EXTRACT PROVIDED:
· · ·
The Francis Effect: A Radical Pope’s Challenge to the American Catholic Church is an outstanding new book by John Gehring, Catholic Program Director at Faith in Public Life. The book provides an excellent overview of the key moments, debates, and consequences of Francis’ papacy, rooted in Gehring’s strong analysis and unfolding in an interesting and persuasive narrative. I highly recommend the book for everyone from those who read Francis’ daily homilies or Millennial every day to your favorite Catholic CEOs who head to the pews twice a year (Christmas and Easter Only) to non-Catholics who are fascinated by Pope Francis and interested in learning more about his papacy. It is rich in detail, but tightly written, which allows it provide great clarity and accessibility without oversimplifying. It serves as a great introduction for those who have not followed his papacy closely and a valuable resource for those who have.
The following is an interview with John Gehring on the book and Pope Francis’ papacy:
What makes Pope Francis radical?
John Gehring (JG): A journalist asked Pope Francis once if he was a “revolutionary.” The word, of course, carries a lot of baggage and elicits strong reactions so it would have been easy for him to dance around it. The pope didn’t shy away from it but said the true revolutionary is one who goes to the “roots.” The word radical comes from radix, which means the root. Francis is a radical in the same spirit as Jesus was a radical. He wants the Church to be rooted in the countercultural message of the Gospel, which is good news for the poor. Francis thinks the Church grows unhealthy and irrelevant when it becomes more about institutional maintenance and clerical privilege. He wants the Church to regain the capacity to convey what he calls the “freshness and fragrance” of the Gospel. This is the radicalism of the Holy Spirit at work in the Church. He also wants to change the root causes of inequality and poverty, which includes a critique of the ways unjust structures shape an economy of exclusion and a globalization of indifference.
What would a Francis revolution look like for the American Church?
JG: The leadership of the Catholic Church in the United States is at a crossroads. Do bishops hunker down in a defensive crouch in the face of a shifting culture or learn from Pope Francis that what attracts and inspires people is a welcoming, healing church that is not afraid to be in the streets? Those are two very different visions. Pope Francis wants us to be countercultural, but he knows the culture wars are a dead end street for the Church. He wants bishops to be pastors close to the people, not aloof princes, and he is clearly prioritizing the need for the Church to speak out more boldly on poverty, inequality, and climate change. He isn’t tossing Church doctrine out. Francis is amplifying and prioritizing traditional principles of Catholic social teaching as they relate to the rights of the poor in ways we haven’t seen in recent years from many US bishops. The Church is a slow moving ocean liner that doesn’t turn quickly, but my hope is the pope’s consistent challenge to an “economy of exclusion and inequality” that “kills”—and the urgency to act on climate change that is already hurting the poor—inspires US bishops to prioritize those issues in the public square. I think many bishops are excited about that and others are sleepwalking through the Francis era as if nothing has changed.
· · ·
DATASET:
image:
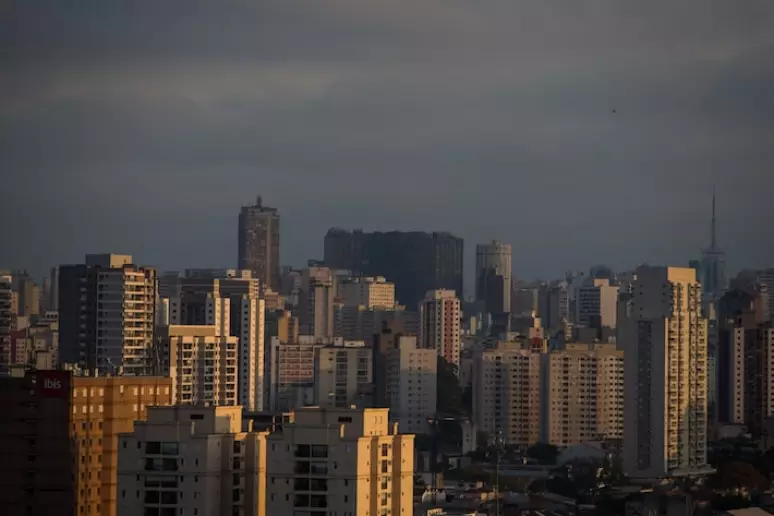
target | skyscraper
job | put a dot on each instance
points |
(439, 324)
(665, 375)
(416, 262)
(259, 243)
(713, 263)
(107, 314)
(493, 276)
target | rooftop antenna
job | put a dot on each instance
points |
(713, 240)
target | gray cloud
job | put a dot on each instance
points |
(141, 127)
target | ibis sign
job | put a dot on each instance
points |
(53, 384)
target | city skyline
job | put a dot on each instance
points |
(446, 119)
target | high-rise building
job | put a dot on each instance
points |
(439, 324)
(414, 261)
(342, 461)
(412, 379)
(259, 242)
(316, 303)
(665, 375)
(192, 460)
(229, 300)
(361, 323)
(107, 314)
(290, 371)
(507, 393)
(62, 431)
(596, 304)
(5, 325)
(745, 361)
(370, 292)
(713, 263)
(202, 363)
(493, 276)
(584, 393)
(343, 375)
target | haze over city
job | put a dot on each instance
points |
(582, 134)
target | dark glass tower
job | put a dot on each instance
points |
(415, 261)
(259, 243)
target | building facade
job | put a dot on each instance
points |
(349, 462)
(412, 381)
(259, 243)
(493, 276)
(202, 364)
(192, 460)
(107, 315)
(507, 393)
(665, 375)
(343, 375)
(439, 324)
(584, 394)
(60, 439)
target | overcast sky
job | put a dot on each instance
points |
(580, 132)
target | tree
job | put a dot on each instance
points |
(449, 392)
(543, 453)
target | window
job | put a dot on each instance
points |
(319, 451)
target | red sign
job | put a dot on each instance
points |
(53, 384)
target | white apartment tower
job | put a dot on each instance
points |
(202, 363)
(412, 375)
(192, 460)
(343, 374)
(347, 462)
(439, 324)
(493, 276)
(230, 301)
(584, 394)
(665, 378)
(507, 393)
(596, 304)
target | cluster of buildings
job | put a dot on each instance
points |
(269, 388)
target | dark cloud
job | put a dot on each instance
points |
(141, 127)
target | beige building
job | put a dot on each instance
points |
(412, 378)
(192, 460)
(370, 292)
(229, 300)
(584, 394)
(665, 362)
(343, 375)
(507, 393)
(439, 324)
(348, 462)
(201, 362)
(290, 372)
· · ·
WRITTEN REQUEST: Continue the review and interview about Pope Francis and the American Church, starting after its last sentence.

RESPONSE TO THE EXERCISE:
How does the Francis revolution challenge the left and the Democratic Party?
JG: Pope Francis—and, more broadly, the Catholic social tradition—challenges the individualism that shapes mainstream liberalism and conservatism in different ways. I think the Pope challenges the left to think more critically about how rights also come with responsibilities, how individualism and personal identity can’t be severed from community and the common good. There are also strains of liberalism and voices within the Democratic Party who reduce religion to what happens in churches on Sunday morning and fail to see that the Church’s public role in healthcare, education, and other charitable works are central to the Church’s identity and ministry. The Pope has a more expansive understanding and appreciation for the role of religion in the public square than some liberals take. Catholic progressives like myself also have to grapple with the fact that the Pope’s critique of a throwaway culture also includes a defense of life in the womb. I see Francis revitalizing the Church’s consistent ethic of life, which says our concern for the dignity of life begins with the unborn but doesn’t end there. Francis talks about the death penalty, economic justice, the protection of migrants, and stewardship of the environment as fundamental issues of life and dignity.
Do you see the well-known free market fundamentalist Catholics—the Theocons, Acton Institute, etc.—becoming increasingly antagonistic toward Pope Francis or responding in some other way to the direct challenge of Francis’ message?
JG: Free-market fundamentalists who identify as Catholics are in a tough spot to say the least. Pope Francis is preaching traditional Catholic social teaching when it comes to the limits of markets and the structural sin of inequality, but he does it with a particular punch and a vision informed by his lived experiences in the villas miserias (slums) of Buenos Aires, where the bright promise of globalization never materialized for those on the peripheries. His theology of below and of the margins challenges those who benefit from the political and economic status quo. Instead of learning from those experiences that shaped Francis and being willing to have their own economic orthodoxies challenged, I find it incredible that some on the Catholic right dismiss Francis because he is an Argentine. Paul Ryan says he doesn’t understand real capitalism, for example, because he only experienced crony capitalism in Argentina. This is patronizing and absurd. It also conveniently ignores the way in which the greed, excess, and corruption of financial titans on Wall Street didn’t practice a version of capitalism that was as pure as the driven snow, but a predatory capitalism that made them very wealthy at the expense of other people.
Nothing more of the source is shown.